[Position annotation records]
== == ==

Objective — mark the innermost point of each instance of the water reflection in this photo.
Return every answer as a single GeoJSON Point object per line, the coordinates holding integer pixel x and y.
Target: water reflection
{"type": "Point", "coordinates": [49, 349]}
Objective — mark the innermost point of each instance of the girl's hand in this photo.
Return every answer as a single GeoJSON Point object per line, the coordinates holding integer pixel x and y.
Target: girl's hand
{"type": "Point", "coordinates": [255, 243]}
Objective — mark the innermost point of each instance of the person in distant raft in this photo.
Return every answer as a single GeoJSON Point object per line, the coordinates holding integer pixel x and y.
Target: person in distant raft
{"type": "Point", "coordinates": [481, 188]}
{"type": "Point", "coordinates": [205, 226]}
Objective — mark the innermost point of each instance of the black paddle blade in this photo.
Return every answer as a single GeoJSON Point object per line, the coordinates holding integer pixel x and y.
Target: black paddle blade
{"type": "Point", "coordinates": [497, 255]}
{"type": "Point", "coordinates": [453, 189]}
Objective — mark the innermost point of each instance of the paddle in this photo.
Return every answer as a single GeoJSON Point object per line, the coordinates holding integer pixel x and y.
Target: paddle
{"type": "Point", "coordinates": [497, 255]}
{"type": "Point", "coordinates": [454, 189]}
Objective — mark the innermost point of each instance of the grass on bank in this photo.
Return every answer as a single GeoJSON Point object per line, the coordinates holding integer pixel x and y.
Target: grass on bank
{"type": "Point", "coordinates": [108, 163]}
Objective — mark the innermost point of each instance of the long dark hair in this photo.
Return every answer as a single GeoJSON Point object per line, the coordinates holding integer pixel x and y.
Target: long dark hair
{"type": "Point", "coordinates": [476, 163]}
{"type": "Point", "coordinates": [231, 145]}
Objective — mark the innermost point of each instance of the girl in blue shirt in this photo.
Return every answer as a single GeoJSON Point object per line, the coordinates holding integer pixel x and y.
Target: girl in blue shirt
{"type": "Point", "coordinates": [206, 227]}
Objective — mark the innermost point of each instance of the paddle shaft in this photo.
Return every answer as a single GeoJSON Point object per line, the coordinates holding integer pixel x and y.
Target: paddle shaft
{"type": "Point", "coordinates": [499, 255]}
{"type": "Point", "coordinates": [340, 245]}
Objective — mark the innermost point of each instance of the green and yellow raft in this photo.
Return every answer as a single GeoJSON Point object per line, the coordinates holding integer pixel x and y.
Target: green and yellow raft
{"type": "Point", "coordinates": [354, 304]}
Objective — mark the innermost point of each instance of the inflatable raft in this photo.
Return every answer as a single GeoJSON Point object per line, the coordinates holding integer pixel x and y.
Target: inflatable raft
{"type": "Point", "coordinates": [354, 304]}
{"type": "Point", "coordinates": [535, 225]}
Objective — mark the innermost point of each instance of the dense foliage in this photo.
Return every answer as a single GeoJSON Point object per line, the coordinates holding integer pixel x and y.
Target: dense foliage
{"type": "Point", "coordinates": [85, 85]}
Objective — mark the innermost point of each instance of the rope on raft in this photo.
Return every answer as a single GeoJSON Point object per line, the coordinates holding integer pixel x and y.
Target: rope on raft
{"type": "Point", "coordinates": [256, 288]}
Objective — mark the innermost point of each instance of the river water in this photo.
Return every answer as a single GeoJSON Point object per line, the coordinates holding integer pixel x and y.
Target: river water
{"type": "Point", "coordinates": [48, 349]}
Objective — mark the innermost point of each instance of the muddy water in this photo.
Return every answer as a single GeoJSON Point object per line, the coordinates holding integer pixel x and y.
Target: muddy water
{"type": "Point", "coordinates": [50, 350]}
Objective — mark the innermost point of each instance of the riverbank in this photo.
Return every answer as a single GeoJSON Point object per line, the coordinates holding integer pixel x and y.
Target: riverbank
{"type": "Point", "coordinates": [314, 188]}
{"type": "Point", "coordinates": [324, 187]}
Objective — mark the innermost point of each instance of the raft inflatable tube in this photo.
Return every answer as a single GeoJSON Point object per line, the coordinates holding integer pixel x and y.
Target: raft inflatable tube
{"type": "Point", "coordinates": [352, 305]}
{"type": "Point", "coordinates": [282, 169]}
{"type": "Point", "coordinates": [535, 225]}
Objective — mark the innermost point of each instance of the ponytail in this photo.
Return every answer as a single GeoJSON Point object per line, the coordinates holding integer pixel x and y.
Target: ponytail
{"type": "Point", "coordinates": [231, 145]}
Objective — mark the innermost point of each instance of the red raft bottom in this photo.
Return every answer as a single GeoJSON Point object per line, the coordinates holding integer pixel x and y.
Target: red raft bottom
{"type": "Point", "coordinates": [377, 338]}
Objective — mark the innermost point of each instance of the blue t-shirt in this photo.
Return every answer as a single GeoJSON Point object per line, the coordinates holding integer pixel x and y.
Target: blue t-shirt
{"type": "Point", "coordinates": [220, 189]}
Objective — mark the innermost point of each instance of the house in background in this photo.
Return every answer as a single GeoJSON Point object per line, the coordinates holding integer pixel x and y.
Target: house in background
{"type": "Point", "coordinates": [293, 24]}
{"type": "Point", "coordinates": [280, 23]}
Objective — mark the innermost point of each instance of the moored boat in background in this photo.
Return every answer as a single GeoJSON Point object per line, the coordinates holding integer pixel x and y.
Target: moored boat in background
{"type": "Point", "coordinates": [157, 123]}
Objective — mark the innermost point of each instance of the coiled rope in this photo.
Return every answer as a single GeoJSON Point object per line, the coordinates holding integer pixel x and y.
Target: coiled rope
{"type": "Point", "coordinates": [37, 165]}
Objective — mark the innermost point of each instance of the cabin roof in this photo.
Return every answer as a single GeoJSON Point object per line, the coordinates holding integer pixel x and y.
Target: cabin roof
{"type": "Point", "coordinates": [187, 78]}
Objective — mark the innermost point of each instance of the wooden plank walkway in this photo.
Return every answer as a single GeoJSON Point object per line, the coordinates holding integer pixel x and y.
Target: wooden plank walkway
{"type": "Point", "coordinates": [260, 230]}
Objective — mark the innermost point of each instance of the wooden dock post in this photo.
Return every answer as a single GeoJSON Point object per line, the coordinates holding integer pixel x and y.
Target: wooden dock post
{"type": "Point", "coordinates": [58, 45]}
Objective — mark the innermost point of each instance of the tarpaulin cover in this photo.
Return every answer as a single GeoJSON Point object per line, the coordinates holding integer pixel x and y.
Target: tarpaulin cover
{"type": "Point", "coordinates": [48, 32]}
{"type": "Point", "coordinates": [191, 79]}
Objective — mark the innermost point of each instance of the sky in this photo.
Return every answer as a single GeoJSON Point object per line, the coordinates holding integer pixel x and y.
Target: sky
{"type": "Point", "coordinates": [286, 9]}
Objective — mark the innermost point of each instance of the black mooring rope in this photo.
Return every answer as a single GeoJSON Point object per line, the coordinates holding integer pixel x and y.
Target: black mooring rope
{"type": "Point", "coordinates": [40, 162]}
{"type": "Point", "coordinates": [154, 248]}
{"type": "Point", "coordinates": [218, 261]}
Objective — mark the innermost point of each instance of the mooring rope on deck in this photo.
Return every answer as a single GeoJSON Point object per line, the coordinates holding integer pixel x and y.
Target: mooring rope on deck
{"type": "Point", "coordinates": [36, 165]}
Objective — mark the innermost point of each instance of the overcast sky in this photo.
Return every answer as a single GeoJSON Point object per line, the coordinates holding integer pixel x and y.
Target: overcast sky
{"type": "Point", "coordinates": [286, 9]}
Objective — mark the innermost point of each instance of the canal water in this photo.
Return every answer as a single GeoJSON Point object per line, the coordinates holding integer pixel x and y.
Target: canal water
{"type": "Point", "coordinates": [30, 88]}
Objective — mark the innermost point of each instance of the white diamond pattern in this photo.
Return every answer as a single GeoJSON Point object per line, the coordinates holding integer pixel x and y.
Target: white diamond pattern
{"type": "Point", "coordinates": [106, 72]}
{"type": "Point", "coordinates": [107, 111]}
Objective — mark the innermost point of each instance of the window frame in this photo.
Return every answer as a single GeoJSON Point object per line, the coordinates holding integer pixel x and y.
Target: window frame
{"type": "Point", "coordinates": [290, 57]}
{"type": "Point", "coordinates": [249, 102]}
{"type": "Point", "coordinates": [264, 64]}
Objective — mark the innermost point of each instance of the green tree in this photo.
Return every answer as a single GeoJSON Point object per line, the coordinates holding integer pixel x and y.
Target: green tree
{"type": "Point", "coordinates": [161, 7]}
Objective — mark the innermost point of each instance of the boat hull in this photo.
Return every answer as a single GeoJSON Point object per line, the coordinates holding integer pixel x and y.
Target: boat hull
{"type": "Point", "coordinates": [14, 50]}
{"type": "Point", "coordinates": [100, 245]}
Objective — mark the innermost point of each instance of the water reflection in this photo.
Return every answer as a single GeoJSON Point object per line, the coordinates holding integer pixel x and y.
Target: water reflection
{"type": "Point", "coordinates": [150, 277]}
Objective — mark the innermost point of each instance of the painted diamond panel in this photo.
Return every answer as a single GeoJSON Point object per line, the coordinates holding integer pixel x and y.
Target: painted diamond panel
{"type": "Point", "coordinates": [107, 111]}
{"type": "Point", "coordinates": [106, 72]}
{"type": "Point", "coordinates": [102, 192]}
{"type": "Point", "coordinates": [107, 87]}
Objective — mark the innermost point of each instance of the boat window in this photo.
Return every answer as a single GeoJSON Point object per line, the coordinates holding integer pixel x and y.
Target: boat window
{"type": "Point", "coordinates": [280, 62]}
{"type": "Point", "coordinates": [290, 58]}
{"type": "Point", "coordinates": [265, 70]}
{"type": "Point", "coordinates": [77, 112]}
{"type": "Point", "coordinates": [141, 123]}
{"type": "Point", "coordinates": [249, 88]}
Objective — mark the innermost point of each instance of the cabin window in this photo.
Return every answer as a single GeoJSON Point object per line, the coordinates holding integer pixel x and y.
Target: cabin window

== == ==

• [Exercise prompt]
Copy exactly the lines above, from the one containing "boat window in this photo." through the very last line.

• [Reply to the exercise]
Objective — mark the innermost point of each instance of the boat window in this photo.
Return every answer as a single GeoJSON Point object per line, the coordinates holding integer pixel x and y.
Target: boat window
{"type": "Point", "coordinates": [280, 62]}
{"type": "Point", "coordinates": [290, 58]}
{"type": "Point", "coordinates": [265, 70]}
{"type": "Point", "coordinates": [77, 112]}
{"type": "Point", "coordinates": [141, 123]}
{"type": "Point", "coordinates": [249, 88]}
Objective — mark the innermost point of each instance of the cabin window in this photo.
Return every answer as a single GeoJSON Point object per line, the coordinates holding integer pixel x and y.
Target: cabin window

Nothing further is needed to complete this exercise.